▶ _Quoted passage_
-----
Don’t guess when it comes to performance…a RegEx story.
Many
times, when I work with a customer, it’s because they’ve tried to accomplish something
and need a little extra help. Often, this falls into the application optimization
area. For example, a few years ago, I had a customer that was developing a rather
sophisticated SharePoint workflow that had some custom code that would process and
merge two Excel spreadsheets together. They were using Excel 2007 so their merging
was being done using the excellent Open
XML SDK. To their credit, the application did what it needed to do – but
it took about an hour to process these spreadsheets. The developers on the project
knew about the performance problems but as so often happens, they thought they knew
where the bottlenecks were and how they should approach optimizing it. So, they
started injecting some tracing into their code and worked hard to optimize this lengthy
process. After a while, though, they had only shaved a few seconds off of that
60 minute time and while they did show some improvement – they knew they needed to
get the processing done even faster for this to become a viable solution for their
organization. So, they sent me a simple repro of the code and together in just
a few short days, we were able to get the processing from 60 minutes to under a minute.
That’s a BIG win. Big like the Titanic big.
I love these types of engagements because, well, I like to make things faster.
The biggest problem that I see, though, is that some people shy away from using the
tools in optimization scenarios because they’ve been so invested in their code that
they think they know why it’s not performing. This is the “psychic” effect and
the mindset is usually something like this:
“I wrote this darn code and while I was writing it – I knew this method could be improved
so now I’m going to finally optimize the darn thing.”
It sounds good in-theory, right? You wrote the code, so you should know how
to improve it and really, what’s a tool going to tell you that you don’t already know?
In truth, it can tell you quite a bit. In other situations, the developers will
add some instrumentation (via tracing/debugging statements) to what they perceive
as the critical code paths and the resultant timing points to one area when the problem
really resides in a completely different section of code. That’s right, folks,
your tracing statements may be lying to you. So what’s a developer to do?
Well, use the tools, of course – the right tool for the right job, as they say.
-----
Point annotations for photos
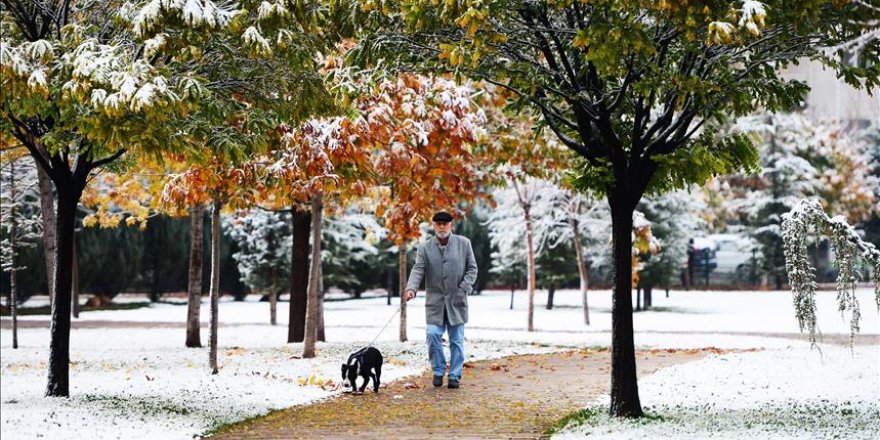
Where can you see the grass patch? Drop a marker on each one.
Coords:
(229, 425)
(47, 310)
(790, 419)
(573, 420)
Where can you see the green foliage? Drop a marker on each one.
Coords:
(708, 156)
(638, 89)
(109, 259)
(165, 257)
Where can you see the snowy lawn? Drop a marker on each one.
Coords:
(790, 393)
(142, 383)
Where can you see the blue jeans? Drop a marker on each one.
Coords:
(456, 349)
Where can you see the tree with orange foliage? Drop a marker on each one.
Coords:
(420, 132)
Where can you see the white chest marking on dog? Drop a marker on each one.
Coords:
(353, 366)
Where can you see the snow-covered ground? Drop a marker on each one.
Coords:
(788, 393)
(142, 383)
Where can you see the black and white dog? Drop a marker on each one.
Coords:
(367, 363)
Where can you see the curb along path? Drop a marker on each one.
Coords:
(515, 397)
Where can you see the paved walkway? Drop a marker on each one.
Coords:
(517, 397)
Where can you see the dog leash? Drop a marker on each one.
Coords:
(383, 328)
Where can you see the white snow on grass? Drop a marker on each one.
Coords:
(791, 393)
(134, 382)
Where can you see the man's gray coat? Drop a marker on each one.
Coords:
(449, 277)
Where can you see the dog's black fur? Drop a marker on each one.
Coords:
(366, 363)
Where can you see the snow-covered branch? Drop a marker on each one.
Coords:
(849, 249)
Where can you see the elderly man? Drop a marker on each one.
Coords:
(446, 263)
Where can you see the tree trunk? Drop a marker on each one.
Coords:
(215, 281)
(13, 291)
(582, 269)
(273, 299)
(69, 189)
(194, 285)
(531, 282)
(390, 288)
(401, 270)
(624, 385)
(299, 278)
(13, 232)
(74, 281)
(322, 336)
(47, 212)
(312, 302)
(638, 298)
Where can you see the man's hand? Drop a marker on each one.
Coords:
(409, 294)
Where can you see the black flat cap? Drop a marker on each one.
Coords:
(442, 217)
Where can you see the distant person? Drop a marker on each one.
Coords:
(447, 265)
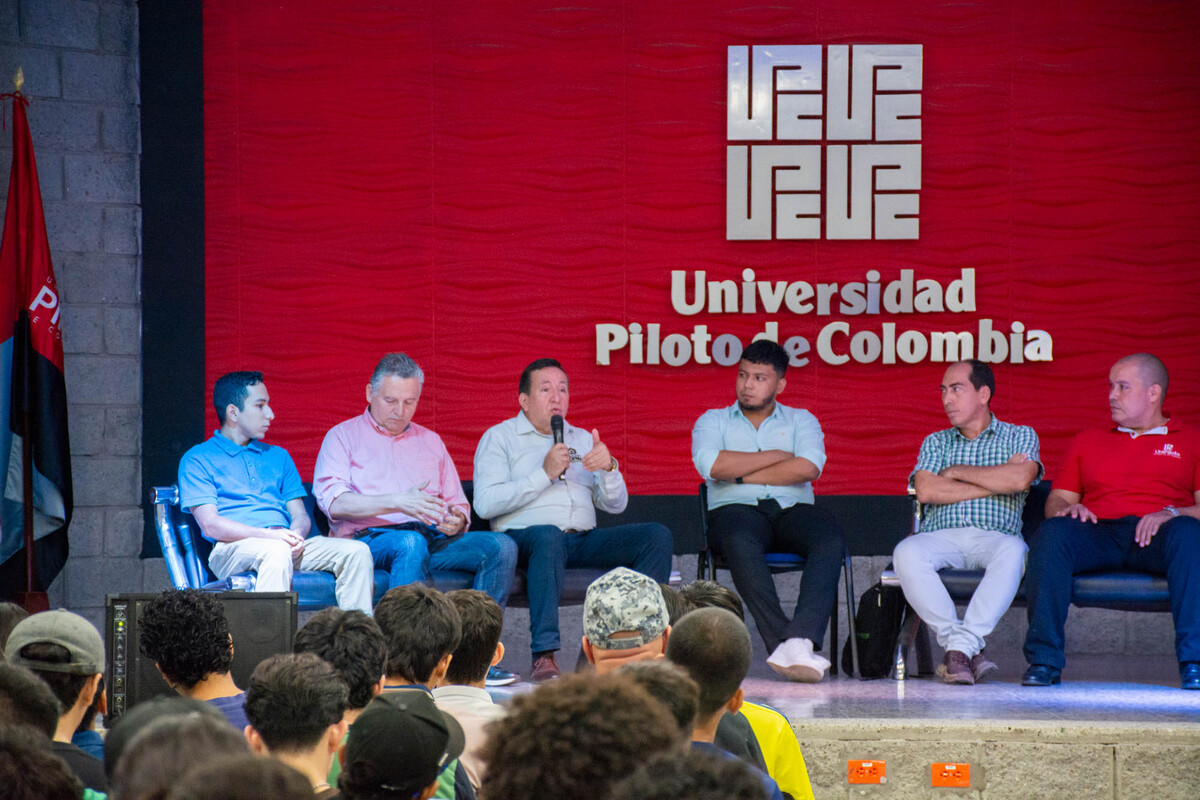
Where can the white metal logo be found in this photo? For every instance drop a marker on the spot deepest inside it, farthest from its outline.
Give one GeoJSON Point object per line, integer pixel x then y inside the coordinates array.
{"type": "Point", "coordinates": [853, 110]}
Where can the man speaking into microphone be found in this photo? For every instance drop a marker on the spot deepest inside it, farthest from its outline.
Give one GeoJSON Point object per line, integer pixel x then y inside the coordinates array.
{"type": "Point", "coordinates": [540, 480]}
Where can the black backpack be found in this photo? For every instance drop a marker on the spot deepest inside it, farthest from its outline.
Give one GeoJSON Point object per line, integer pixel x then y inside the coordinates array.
{"type": "Point", "coordinates": [877, 624]}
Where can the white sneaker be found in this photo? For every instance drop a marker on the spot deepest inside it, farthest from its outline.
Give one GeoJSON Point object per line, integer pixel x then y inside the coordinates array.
{"type": "Point", "coordinates": [795, 660]}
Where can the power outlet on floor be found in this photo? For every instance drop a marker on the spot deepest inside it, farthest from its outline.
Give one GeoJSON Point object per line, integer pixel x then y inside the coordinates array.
{"type": "Point", "coordinates": [867, 771]}
{"type": "Point", "coordinates": [954, 776]}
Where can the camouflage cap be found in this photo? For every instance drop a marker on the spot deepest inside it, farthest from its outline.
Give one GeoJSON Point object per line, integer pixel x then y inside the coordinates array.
{"type": "Point", "coordinates": [624, 601]}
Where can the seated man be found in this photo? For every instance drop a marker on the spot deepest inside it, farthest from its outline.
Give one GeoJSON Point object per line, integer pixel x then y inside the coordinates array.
{"type": "Point", "coordinates": [760, 459]}
{"type": "Point", "coordinates": [714, 647]}
{"type": "Point", "coordinates": [295, 704]}
{"type": "Point", "coordinates": [1126, 497]}
{"type": "Point", "coordinates": [973, 479]}
{"type": "Point", "coordinates": [390, 482]}
{"type": "Point", "coordinates": [247, 498]}
{"type": "Point", "coordinates": [186, 635]}
{"type": "Point", "coordinates": [65, 650]}
{"type": "Point", "coordinates": [540, 483]}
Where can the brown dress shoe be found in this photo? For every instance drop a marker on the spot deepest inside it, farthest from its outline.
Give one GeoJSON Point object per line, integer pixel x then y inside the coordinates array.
{"type": "Point", "coordinates": [544, 668]}
{"type": "Point", "coordinates": [955, 668]}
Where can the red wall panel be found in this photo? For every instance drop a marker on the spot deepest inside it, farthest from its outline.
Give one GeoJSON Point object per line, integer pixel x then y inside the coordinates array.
{"type": "Point", "coordinates": [481, 184]}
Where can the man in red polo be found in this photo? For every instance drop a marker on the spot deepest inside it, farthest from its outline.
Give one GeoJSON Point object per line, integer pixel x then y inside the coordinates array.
{"type": "Point", "coordinates": [1126, 497]}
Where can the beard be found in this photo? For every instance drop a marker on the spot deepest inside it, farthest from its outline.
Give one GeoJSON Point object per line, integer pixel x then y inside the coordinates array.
{"type": "Point", "coordinates": [756, 407]}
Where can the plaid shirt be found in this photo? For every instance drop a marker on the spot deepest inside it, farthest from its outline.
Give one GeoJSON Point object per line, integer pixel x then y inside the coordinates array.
{"type": "Point", "coordinates": [997, 443]}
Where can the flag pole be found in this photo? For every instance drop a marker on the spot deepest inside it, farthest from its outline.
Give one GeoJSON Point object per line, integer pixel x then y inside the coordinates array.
{"type": "Point", "coordinates": [31, 600]}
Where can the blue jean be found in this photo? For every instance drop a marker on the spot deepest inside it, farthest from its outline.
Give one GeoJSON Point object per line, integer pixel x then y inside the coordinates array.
{"type": "Point", "coordinates": [1066, 546]}
{"type": "Point", "coordinates": [407, 558]}
{"type": "Point", "coordinates": [743, 534]}
{"type": "Point", "coordinates": [546, 553]}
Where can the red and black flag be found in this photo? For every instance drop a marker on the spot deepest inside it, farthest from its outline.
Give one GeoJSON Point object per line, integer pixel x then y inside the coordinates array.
{"type": "Point", "coordinates": [34, 447]}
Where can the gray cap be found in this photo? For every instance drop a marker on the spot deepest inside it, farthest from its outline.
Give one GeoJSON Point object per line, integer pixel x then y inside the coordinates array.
{"type": "Point", "coordinates": [624, 601]}
{"type": "Point", "coordinates": [61, 627]}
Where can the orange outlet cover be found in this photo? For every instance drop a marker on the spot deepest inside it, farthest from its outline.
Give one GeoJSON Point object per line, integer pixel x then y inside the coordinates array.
{"type": "Point", "coordinates": [955, 776]}
{"type": "Point", "coordinates": [867, 771]}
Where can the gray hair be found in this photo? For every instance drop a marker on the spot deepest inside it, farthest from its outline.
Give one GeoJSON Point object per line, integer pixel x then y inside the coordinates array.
{"type": "Point", "coordinates": [396, 365]}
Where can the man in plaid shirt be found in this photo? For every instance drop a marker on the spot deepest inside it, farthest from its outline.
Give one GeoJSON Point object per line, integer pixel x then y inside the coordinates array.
{"type": "Point", "coordinates": [972, 480]}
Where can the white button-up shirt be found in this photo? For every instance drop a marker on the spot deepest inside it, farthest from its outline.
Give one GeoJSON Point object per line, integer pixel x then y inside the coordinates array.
{"type": "Point", "coordinates": [791, 429]}
{"type": "Point", "coordinates": [513, 489]}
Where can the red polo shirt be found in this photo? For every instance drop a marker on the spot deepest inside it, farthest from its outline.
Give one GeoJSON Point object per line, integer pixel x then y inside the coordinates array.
{"type": "Point", "coordinates": [1120, 475]}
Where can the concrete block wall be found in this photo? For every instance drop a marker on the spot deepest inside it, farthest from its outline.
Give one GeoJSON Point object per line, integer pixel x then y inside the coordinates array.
{"type": "Point", "coordinates": [81, 65]}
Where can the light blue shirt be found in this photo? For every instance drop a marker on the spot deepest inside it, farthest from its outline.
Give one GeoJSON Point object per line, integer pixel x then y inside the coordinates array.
{"type": "Point", "coordinates": [791, 429]}
{"type": "Point", "coordinates": [513, 489]}
{"type": "Point", "coordinates": [250, 485]}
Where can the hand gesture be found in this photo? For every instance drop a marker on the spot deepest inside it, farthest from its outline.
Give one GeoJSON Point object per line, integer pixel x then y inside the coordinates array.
{"type": "Point", "coordinates": [417, 503]}
{"type": "Point", "coordinates": [556, 462]}
{"type": "Point", "coordinates": [598, 457]}
{"type": "Point", "coordinates": [453, 523]}
{"type": "Point", "coordinates": [294, 540]}
{"type": "Point", "coordinates": [1149, 525]}
{"type": "Point", "coordinates": [1079, 511]}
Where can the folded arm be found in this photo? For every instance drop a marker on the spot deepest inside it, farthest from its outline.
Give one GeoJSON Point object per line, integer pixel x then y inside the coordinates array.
{"type": "Point", "coordinates": [732, 464]}
{"type": "Point", "coordinates": [1017, 475]}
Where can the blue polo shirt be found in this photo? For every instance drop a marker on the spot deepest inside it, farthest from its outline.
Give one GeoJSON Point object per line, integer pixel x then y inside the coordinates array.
{"type": "Point", "coordinates": [250, 485]}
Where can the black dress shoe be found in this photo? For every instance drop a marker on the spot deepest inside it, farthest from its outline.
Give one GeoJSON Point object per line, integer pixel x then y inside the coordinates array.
{"type": "Point", "coordinates": [1043, 675]}
{"type": "Point", "coordinates": [1189, 674]}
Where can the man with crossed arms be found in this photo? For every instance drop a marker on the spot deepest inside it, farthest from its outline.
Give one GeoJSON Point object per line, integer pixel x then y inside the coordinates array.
{"type": "Point", "coordinates": [973, 479]}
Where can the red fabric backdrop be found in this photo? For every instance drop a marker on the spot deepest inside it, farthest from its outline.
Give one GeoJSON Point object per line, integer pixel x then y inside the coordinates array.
{"type": "Point", "coordinates": [480, 184]}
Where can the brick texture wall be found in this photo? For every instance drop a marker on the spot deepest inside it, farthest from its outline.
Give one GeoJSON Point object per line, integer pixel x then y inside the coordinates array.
{"type": "Point", "coordinates": [81, 71]}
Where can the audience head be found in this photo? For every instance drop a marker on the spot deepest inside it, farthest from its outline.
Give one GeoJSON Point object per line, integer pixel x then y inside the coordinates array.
{"type": "Point", "coordinates": [157, 756]}
{"type": "Point", "coordinates": [573, 738]}
{"type": "Point", "coordinates": [671, 685]}
{"type": "Point", "coordinates": [695, 775]}
{"type": "Point", "coordinates": [27, 699]}
{"type": "Point", "coordinates": [241, 777]}
{"type": "Point", "coordinates": [397, 747]}
{"type": "Point", "coordinates": [709, 594]}
{"type": "Point", "coordinates": [185, 632]}
{"type": "Point", "coordinates": [624, 619]}
{"type": "Point", "coordinates": [29, 769]}
{"type": "Point", "coordinates": [63, 649]}
{"type": "Point", "coordinates": [10, 614]}
{"type": "Point", "coordinates": [99, 705]}
{"type": "Point", "coordinates": [677, 605]}
{"type": "Point", "coordinates": [353, 643]}
{"type": "Point", "coordinates": [714, 647]}
{"type": "Point", "coordinates": [233, 389]}
{"type": "Point", "coordinates": [480, 647]}
{"type": "Point", "coordinates": [293, 702]}
{"type": "Point", "coordinates": [421, 629]}
{"type": "Point", "coordinates": [142, 715]}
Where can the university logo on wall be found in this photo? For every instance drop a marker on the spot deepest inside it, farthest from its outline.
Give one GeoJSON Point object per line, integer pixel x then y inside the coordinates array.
{"type": "Point", "coordinates": [825, 143]}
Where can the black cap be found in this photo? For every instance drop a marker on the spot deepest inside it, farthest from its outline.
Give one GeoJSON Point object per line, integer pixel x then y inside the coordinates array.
{"type": "Point", "coordinates": [405, 739]}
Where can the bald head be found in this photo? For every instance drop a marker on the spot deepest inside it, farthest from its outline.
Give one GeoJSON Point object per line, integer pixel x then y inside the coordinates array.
{"type": "Point", "coordinates": [1150, 368]}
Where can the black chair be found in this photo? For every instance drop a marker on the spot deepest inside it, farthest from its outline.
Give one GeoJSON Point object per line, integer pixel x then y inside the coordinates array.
{"type": "Point", "coordinates": [708, 563]}
{"type": "Point", "coordinates": [1116, 589]}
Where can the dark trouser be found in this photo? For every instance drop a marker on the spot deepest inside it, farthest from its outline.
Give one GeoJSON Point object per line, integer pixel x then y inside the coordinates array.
{"type": "Point", "coordinates": [546, 552]}
{"type": "Point", "coordinates": [1066, 546]}
{"type": "Point", "coordinates": [742, 534]}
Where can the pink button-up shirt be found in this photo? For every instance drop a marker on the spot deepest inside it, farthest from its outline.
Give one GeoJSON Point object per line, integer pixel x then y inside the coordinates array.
{"type": "Point", "coordinates": [360, 456]}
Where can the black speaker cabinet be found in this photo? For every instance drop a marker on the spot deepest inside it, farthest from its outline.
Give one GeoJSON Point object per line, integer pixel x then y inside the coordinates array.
{"type": "Point", "coordinates": [262, 624]}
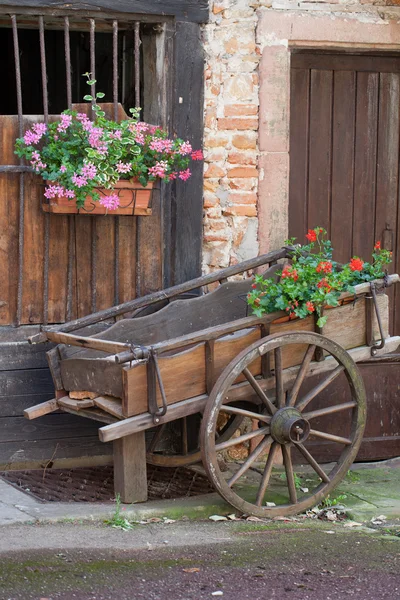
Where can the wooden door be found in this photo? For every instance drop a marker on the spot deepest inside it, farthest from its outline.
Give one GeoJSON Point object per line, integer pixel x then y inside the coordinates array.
{"type": "Point", "coordinates": [344, 176]}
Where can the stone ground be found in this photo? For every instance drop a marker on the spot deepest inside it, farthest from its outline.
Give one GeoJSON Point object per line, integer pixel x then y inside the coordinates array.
{"type": "Point", "coordinates": [66, 551]}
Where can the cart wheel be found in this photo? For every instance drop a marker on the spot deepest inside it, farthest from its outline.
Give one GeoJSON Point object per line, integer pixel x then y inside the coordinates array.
{"type": "Point", "coordinates": [283, 419]}
{"type": "Point", "coordinates": [184, 434]}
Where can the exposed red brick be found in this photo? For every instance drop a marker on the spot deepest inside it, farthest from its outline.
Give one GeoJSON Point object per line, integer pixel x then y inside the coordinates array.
{"type": "Point", "coordinates": [240, 210]}
{"type": "Point", "coordinates": [242, 158]}
{"type": "Point", "coordinates": [240, 110]}
{"type": "Point", "coordinates": [244, 141]}
{"type": "Point", "coordinates": [214, 171]}
{"type": "Point", "coordinates": [243, 198]}
{"type": "Point", "coordinates": [243, 172]}
{"type": "Point", "coordinates": [237, 123]}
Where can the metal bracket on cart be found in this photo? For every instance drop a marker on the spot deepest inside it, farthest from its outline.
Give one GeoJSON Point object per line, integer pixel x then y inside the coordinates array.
{"type": "Point", "coordinates": [154, 377]}
{"type": "Point", "coordinates": [371, 302]}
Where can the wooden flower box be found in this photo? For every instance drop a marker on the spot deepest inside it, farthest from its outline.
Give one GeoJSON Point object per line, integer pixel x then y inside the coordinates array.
{"type": "Point", "coordinates": [134, 198]}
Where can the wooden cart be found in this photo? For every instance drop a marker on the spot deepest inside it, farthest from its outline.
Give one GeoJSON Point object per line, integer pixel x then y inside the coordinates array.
{"type": "Point", "coordinates": [254, 384]}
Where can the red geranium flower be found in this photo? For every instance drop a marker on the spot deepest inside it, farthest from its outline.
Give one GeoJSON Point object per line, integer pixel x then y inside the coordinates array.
{"type": "Point", "coordinates": [289, 271]}
{"type": "Point", "coordinates": [356, 264]}
{"type": "Point", "coordinates": [310, 306]}
{"type": "Point", "coordinates": [311, 235]}
{"type": "Point", "coordinates": [324, 267]}
{"type": "Point", "coordinates": [324, 284]}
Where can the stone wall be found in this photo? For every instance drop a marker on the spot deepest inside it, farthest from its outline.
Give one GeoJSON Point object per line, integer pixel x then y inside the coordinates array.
{"type": "Point", "coordinates": [247, 45]}
{"type": "Point", "coordinates": [231, 138]}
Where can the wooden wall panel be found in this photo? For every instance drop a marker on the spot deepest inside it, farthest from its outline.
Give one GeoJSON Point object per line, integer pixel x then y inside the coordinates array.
{"type": "Point", "coordinates": [299, 147]}
{"type": "Point", "coordinates": [319, 168]}
{"type": "Point", "coordinates": [365, 163]}
{"type": "Point", "coordinates": [343, 131]}
{"type": "Point", "coordinates": [364, 188]}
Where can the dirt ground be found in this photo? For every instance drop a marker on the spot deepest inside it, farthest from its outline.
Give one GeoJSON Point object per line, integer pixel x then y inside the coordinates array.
{"type": "Point", "coordinates": [195, 561]}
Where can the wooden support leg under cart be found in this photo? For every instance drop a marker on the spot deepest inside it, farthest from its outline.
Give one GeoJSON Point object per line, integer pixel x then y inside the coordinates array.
{"type": "Point", "coordinates": [130, 480]}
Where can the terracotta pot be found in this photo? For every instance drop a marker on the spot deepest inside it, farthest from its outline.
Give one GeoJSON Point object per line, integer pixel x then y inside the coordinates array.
{"type": "Point", "coordinates": [285, 319]}
{"type": "Point", "coordinates": [134, 199]}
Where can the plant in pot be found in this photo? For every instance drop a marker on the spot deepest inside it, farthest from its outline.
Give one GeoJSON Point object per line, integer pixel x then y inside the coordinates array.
{"type": "Point", "coordinates": [99, 165]}
{"type": "Point", "coordinates": [314, 280]}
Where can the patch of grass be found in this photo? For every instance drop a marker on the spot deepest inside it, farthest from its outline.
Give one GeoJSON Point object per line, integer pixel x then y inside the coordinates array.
{"type": "Point", "coordinates": [353, 476]}
{"type": "Point", "coordinates": [328, 502]}
{"type": "Point", "coordinates": [118, 521]}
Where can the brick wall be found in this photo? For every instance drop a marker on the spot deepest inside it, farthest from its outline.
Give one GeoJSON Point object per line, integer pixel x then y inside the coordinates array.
{"type": "Point", "coordinates": [231, 139]}
{"type": "Point", "coordinates": [246, 139]}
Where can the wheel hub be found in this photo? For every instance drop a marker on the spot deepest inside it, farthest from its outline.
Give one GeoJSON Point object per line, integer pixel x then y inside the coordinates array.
{"type": "Point", "coordinates": [288, 426]}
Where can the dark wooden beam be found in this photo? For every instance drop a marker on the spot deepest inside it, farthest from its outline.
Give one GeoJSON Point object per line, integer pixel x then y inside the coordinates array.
{"type": "Point", "coordinates": [196, 11]}
{"type": "Point", "coordinates": [187, 197]}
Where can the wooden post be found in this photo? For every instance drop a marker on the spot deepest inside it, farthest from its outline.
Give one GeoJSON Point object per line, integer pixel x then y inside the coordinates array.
{"type": "Point", "coordinates": [130, 480]}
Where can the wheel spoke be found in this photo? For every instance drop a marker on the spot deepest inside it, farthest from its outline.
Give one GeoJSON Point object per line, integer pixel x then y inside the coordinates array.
{"type": "Point", "coordinates": [259, 391]}
{"type": "Point", "coordinates": [313, 463]}
{"type": "Point", "coordinates": [330, 437]}
{"type": "Point", "coordinates": [262, 446]}
{"type": "Point", "coordinates": [267, 473]}
{"type": "Point", "coordinates": [287, 461]}
{"type": "Point", "coordinates": [280, 394]}
{"type": "Point", "coordinates": [245, 413]}
{"type": "Point", "coordinates": [242, 438]}
{"type": "Point", "coordinates": [300, 375]}
{"type": "Point", "coordinates": [156, 438]}
{"type": "Point", "coordinates": [329, 410]}
{"type": "Point", "coordinates": [319, 388]}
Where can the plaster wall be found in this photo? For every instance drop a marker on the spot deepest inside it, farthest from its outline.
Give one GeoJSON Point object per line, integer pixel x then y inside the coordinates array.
{"type": "Point", "coordinates": [248, 45]}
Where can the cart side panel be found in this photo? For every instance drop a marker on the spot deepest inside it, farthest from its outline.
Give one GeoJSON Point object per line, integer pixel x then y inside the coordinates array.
{"type": "Point", "coordinates": [181, 317]}
{"type": "Point", "coordinates": [184, 374]}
-----
▶ _Tasks to carry out_
• a. Rewrite everything in the performance story from "The biggest problem" down to "don’t already know?", putting "blasted" in place of "darn".
• b. In one to three sentences, explain why the performance story says some people shy away from using tools in optimization scenarios.

▶ _Task-by-task results_
• a.
The biggest problem that I see, though, is that some people shy away from using the
tools in optimization scenarios because they’ve been so invested in their code that
they think they know why it’s not performing. This is the “psychic” effect and
the mindset is usually something like this:
“I wrote this blasted code and while I was writing it – I knew this method could be improved
so now I’m going to finally optimize the blasted thing.”
It sounds good in-theory, right? You wrote the code, so you should know how
to improve it and really, what’s a tool going to tell you that you don’t already know?

• b. They have been so invested in their code that they think they already know why it's not performing. This is the "psychic" effect.